--- START ---

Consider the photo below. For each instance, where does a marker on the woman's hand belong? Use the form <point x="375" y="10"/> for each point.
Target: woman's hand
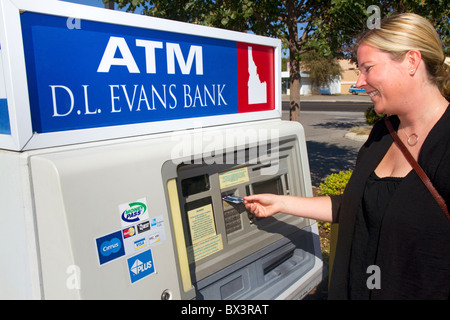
<point x="263" y="205"/>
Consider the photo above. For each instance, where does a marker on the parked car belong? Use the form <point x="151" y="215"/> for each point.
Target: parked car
<point x="354" y="90"/>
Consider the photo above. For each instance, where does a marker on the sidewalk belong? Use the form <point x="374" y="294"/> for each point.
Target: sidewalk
<point x="332" y="98"/>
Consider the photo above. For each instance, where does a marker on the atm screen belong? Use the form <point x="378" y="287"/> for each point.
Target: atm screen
<point x="219" y="234"/>
<point x="271" y="186"/>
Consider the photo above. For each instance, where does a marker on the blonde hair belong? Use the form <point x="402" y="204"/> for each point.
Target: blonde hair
<point x="408" y="31"/>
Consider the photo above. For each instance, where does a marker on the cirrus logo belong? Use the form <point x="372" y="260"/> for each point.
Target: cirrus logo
<point x="111" y="246"/>
<point x="134" y="212"/>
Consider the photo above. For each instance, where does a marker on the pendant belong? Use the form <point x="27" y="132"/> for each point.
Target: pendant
<point x="413" y="143"/>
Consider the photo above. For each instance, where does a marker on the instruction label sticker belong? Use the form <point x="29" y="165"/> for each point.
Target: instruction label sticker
<point x="233" y="178"/>
<point x="133" y="212"/>
<point x="205" y="241"/>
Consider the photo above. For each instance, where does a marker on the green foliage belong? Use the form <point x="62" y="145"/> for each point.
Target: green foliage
<point x="372" y="116"/>
<point x="322" y="70"/>
<point x="334" y="184"/>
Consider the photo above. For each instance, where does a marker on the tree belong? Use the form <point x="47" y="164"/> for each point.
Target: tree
<point x="322" y="70"/>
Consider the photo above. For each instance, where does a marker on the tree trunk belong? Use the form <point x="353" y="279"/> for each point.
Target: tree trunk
<point x="294" y="79"/>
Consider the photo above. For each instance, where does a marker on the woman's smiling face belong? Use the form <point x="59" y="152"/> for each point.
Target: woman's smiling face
<point x="384" y="79"/>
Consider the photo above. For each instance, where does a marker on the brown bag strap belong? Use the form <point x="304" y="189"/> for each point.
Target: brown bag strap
<point x="422" y="175"/>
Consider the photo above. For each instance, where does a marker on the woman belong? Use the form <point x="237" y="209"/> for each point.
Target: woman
<point x="387" y="217"/>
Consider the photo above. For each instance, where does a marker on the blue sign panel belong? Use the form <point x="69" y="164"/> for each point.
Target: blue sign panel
<point x="85" y="74"/>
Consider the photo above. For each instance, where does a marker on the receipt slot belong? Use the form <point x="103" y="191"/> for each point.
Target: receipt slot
<point x="120" y="137"/>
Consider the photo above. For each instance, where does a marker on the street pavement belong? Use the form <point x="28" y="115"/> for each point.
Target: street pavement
<point x="330" y="148"/>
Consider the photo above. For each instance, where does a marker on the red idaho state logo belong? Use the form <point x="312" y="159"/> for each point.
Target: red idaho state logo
<point x="256" y="77"/>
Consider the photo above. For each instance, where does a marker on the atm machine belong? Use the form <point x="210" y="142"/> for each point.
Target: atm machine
<point x="120" y="137"/>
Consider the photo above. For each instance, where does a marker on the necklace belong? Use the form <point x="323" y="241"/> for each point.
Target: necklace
<point x="411" y="142"/>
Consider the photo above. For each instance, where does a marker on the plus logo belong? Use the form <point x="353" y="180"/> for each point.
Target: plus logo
<point x="141" y="266"/>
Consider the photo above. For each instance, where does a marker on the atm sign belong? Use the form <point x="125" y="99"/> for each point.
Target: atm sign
<point x="101" y="75"/>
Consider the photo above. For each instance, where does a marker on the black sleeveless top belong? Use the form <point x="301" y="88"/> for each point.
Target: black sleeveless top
<point x="377" y="194"/>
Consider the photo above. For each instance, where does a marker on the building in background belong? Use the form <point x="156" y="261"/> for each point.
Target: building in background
<point x="340" y="85"/>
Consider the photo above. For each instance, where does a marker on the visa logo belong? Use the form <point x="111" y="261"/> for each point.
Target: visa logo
<point x="118" y="53"/>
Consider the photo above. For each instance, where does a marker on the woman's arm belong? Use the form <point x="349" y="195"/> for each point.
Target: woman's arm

--- END ---

* **WORK REQUIRED**
Beginning at the line above with "Target: cirrus logo" and finishing at the line with "on the green", return each line exactly and return nothing else.

* **THE ANSWER**
Target: cirrus logo
<point x="111" y="246"/>
<point x="134" y="212"/>
Consider the photo above. For each instance, where does a marker on the pendant belong? Use the form <point x="27" y="132"/> for each point.
Target: pendant
<point x="413" y="143"/>
Consider the photo above. For each instance, where does a marker on the instruction label sticker belong? Use the form <point x="29" y="165"/> for each point.
Target: instruction label sticker
<point x="233" y="178"/>
<point x="133" y="212"/>
<point x="205" y="241"/>
Consider the photo above. For each instance, where does a marker on the green foliage belong? Use the form <point x="62" y="145"/> for each point.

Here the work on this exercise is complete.